Task: Locate each line below that includes "report" and reproduce it.

Region pointing data:

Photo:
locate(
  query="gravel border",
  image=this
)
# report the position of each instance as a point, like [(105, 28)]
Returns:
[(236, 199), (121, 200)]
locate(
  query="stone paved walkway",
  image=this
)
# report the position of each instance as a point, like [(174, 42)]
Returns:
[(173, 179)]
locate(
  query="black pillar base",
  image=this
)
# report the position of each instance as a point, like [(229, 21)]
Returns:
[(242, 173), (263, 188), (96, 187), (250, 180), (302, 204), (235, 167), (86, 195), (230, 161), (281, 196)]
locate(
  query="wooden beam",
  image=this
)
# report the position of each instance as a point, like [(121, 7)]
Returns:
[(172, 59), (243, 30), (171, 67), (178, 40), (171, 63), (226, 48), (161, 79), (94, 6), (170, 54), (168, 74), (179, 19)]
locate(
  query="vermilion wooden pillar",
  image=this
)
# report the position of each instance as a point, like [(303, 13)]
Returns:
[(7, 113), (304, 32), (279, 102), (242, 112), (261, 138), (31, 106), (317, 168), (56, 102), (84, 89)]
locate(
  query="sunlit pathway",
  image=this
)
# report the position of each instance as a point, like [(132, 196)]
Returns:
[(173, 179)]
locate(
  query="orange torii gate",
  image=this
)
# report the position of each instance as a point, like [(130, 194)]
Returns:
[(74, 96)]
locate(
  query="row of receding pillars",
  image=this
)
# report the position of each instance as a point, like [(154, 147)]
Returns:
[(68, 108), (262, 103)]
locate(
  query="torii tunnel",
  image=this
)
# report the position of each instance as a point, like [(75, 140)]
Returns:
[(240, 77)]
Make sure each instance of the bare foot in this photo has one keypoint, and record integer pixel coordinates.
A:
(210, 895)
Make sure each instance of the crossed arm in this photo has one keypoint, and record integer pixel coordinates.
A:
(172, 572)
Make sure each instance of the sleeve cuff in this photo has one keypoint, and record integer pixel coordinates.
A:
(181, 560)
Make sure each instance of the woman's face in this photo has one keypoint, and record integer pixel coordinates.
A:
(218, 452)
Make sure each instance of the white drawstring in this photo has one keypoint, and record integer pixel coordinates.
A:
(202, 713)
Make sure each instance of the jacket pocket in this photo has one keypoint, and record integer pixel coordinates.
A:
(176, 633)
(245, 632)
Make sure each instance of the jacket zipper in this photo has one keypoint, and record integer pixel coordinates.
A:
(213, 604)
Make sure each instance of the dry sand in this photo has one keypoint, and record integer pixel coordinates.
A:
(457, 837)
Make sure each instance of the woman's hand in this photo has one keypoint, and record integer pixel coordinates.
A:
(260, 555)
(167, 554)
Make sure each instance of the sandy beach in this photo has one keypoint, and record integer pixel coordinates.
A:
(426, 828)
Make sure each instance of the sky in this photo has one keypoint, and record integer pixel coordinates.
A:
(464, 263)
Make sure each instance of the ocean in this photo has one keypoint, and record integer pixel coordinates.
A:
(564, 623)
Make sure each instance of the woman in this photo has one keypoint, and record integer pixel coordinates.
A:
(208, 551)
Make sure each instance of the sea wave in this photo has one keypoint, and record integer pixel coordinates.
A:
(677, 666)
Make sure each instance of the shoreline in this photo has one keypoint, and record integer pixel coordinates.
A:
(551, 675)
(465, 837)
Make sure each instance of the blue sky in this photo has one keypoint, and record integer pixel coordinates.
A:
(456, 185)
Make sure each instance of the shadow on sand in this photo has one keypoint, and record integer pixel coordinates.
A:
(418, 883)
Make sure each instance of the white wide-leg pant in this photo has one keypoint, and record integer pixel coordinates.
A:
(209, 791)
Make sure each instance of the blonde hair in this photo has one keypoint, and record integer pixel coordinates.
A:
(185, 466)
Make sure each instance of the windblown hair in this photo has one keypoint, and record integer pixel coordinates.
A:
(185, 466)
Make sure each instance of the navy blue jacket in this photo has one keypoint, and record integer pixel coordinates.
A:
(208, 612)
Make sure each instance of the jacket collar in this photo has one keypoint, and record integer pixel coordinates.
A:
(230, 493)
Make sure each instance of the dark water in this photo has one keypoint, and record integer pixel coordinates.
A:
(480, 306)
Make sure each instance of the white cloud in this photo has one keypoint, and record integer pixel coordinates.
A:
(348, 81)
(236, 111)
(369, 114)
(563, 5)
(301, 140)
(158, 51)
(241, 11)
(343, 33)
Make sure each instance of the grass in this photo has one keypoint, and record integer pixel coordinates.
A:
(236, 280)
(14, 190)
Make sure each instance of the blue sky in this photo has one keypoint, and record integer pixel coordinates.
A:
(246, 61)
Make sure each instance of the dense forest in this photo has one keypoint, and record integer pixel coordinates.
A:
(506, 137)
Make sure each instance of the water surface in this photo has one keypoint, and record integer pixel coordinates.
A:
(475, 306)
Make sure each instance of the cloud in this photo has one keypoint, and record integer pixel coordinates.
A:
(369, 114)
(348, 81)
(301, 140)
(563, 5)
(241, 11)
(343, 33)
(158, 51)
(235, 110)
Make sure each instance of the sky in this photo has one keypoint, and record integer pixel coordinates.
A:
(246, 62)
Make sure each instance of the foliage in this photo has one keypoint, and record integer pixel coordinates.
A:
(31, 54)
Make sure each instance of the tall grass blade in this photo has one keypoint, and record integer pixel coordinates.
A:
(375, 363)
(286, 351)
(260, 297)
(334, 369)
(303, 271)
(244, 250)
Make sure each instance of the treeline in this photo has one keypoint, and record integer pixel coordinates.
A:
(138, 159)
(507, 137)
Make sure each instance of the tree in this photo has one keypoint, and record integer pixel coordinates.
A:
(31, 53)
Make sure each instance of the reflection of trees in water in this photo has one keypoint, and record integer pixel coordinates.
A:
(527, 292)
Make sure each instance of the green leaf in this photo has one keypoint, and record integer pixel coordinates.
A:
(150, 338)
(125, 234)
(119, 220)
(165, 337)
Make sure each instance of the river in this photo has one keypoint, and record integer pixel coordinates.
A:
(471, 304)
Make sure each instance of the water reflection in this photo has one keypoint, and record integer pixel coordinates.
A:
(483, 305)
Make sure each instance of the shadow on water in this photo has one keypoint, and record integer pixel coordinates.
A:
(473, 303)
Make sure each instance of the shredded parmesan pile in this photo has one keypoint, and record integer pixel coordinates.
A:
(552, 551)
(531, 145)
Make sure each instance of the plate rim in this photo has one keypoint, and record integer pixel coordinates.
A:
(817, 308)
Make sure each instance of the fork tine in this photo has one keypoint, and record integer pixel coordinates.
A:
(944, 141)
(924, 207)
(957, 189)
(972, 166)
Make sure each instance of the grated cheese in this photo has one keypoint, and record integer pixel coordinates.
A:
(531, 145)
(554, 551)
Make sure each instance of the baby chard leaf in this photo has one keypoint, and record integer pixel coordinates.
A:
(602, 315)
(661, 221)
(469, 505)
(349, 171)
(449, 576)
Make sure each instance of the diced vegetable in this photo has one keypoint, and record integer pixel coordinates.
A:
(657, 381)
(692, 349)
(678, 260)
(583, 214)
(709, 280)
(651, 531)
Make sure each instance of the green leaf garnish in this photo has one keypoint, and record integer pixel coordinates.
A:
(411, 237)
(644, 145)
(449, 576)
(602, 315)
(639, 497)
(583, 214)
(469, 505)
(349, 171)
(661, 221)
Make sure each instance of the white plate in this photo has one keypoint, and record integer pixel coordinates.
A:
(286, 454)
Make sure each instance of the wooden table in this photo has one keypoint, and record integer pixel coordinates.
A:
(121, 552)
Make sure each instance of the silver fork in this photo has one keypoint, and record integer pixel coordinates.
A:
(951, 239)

Answer space:
# report the position of each instance as a point, like [(105, 28)]
# report the position of each instance as a point, like [(174, 42)]
# report the position of each instance as a point, like [(229, 21)]
# report the position of each instance as a point, like [(121, 7)]
# report the position of each instance as a point, like [(303, 13)]
# report the position of each instance as a point, like [(132, 196)]
# report the position of each instance as a point, like [(130, 194)]
# report the position of each instance as a point, like [(154, 147)]
# report the position of each instance as a point, like [(75, 140)]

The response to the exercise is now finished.